- **Selected text**:
If you have always loved lilacs but lack space for the traditional giant, you’ll love the new Syringa Bloomerang Dwarf® series with either purple or pink flowers. At 30-36 inches high and wide, Dwarf Pink® lilac  naturally grows as a small, rounded shrub. The pure pink blooms that cover the plant in late spring reappear throughout summer and fall. Add to that lilac’s reputation for vigorous growth, hardiness down to zone 3, deer and disease resistance and you have a winner of a plant for full sun and average soil. If your taste is more toward purple, seek out Bloomerang Dwarf® Purple lilac. Same size, delicious fragrance, repeat blooming ability, deer resistance, hardiness, etc. What’s not to love?
For hydrangea lovers, be on the lookout for several dwarf options. Hydrangea arborescens Invincibelle Wee White® is a foolproof plant that blooms on new wood to give you mounds of billowy white flowers. Those flowers stay on the plant for the entire season and are joined by new flowers that the plant continues to produce. Invincibelle Wee White® is a tough little plant that’s hardy down to zone 3 and will fill a partly shady space of 12-30 inches in no time.

Phrase grounding data:
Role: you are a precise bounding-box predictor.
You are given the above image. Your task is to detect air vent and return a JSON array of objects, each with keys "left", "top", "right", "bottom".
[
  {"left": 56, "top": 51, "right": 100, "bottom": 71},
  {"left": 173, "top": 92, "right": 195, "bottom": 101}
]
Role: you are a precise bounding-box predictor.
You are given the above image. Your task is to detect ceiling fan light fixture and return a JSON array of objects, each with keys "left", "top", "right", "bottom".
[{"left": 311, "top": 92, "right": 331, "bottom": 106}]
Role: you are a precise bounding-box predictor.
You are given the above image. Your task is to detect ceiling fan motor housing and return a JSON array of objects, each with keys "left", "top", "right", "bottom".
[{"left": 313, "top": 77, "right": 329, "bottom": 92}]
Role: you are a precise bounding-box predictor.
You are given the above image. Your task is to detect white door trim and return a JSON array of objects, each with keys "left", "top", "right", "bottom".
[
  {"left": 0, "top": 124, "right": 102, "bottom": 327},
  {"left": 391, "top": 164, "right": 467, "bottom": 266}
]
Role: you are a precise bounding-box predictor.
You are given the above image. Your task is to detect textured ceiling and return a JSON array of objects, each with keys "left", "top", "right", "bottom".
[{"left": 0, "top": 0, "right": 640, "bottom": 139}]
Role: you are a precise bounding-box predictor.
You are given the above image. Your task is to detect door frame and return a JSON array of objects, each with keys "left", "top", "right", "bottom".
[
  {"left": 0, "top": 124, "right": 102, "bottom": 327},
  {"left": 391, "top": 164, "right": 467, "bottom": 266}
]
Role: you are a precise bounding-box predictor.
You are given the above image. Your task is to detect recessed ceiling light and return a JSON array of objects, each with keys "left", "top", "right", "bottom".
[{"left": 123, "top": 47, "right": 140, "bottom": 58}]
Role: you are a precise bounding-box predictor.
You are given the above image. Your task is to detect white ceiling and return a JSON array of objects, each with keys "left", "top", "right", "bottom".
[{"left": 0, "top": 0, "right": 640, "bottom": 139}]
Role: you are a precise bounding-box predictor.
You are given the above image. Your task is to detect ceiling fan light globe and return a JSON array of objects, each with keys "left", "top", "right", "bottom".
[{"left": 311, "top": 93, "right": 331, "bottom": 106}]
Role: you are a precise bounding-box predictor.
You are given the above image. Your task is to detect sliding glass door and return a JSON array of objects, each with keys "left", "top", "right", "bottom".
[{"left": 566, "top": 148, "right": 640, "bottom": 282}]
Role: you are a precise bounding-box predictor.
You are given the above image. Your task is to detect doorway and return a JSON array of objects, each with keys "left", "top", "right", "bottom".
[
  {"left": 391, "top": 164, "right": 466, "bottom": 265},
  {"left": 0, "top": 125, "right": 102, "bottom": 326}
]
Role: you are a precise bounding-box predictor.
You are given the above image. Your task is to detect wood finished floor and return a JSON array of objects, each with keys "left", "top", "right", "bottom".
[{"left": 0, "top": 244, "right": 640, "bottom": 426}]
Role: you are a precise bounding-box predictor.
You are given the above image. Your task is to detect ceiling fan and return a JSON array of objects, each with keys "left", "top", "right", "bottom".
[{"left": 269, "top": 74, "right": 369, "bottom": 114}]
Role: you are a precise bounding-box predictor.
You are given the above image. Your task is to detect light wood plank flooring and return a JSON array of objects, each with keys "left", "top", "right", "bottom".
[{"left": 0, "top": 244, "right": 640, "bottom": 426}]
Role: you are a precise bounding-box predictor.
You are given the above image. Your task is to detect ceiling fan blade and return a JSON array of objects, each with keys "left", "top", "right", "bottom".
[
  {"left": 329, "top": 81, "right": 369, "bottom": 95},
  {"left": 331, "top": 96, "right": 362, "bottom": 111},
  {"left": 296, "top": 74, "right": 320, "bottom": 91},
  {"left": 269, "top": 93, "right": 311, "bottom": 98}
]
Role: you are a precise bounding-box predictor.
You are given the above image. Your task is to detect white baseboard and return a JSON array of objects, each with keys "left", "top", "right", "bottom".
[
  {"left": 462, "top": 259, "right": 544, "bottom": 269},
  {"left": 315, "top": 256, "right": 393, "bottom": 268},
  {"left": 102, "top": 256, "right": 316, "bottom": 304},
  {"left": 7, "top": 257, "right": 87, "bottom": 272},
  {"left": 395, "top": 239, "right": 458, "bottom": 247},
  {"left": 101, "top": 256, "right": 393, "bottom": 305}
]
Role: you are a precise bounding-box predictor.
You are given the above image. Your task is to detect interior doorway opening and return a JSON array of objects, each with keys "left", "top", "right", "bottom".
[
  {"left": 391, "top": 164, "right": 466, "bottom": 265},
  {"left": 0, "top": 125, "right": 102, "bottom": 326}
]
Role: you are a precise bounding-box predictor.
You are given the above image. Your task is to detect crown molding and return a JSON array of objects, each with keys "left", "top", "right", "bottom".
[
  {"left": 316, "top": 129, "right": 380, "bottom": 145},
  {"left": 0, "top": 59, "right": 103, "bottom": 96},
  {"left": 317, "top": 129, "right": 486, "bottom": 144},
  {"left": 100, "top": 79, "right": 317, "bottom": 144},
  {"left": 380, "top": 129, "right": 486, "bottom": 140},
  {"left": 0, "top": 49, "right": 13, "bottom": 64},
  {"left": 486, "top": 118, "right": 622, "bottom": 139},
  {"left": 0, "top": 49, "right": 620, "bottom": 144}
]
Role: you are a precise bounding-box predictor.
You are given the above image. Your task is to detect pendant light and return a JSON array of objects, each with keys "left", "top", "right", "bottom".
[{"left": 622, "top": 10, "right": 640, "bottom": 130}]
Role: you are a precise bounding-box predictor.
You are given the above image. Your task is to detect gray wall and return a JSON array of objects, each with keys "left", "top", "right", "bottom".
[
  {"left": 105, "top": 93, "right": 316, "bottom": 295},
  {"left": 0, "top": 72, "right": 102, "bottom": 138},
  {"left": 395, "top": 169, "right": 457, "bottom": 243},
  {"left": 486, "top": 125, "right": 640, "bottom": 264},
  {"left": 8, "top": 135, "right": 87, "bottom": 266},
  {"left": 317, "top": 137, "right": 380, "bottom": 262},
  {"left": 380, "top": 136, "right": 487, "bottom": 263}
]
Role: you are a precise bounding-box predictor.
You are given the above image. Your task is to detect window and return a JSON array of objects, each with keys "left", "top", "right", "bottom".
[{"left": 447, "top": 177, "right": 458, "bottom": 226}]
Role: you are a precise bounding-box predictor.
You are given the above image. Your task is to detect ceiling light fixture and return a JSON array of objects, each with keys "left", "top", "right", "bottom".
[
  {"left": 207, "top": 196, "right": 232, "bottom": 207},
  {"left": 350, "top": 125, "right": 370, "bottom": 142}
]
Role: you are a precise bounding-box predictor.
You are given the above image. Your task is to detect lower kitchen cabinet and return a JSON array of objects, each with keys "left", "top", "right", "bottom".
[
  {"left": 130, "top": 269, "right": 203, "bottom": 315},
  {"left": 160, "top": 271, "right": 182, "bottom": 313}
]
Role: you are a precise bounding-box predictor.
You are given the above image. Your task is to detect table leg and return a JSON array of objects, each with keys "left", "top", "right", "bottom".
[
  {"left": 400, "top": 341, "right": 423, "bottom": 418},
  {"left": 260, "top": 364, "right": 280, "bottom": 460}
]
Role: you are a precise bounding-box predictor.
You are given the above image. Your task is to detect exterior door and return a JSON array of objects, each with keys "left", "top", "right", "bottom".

- **What you should do**: Rewrite the dwarf shrubs text from "If you have" to "not to love?", inclusive, replacing "late spring" with "early summer".

- **Task solution**:
If you have always loved lilacs but lack space for the traditional giant, you’ll love the new Syringa Bloomerang Dwarf® series with either purple or pink flowers. At 30-36 inches high and wide, Dwarf Pink® lilac  naturally grows as a small, rounded shrub. The pure pink blooms that cover the plant in early summer reappear throughout summer and fall. Add to that lilac’s reputation for vigorous growth, hardiness down to zone 3, deer and disease resistance and you have a winner of a plant for full sun and average soil. If your taste is more toward purple, seek out Bloomerang Dwarf® Purple lilac. Same size, delicious fragrance, repeat blooming ability, deer resistance, hardiness, etc. What’s not to love?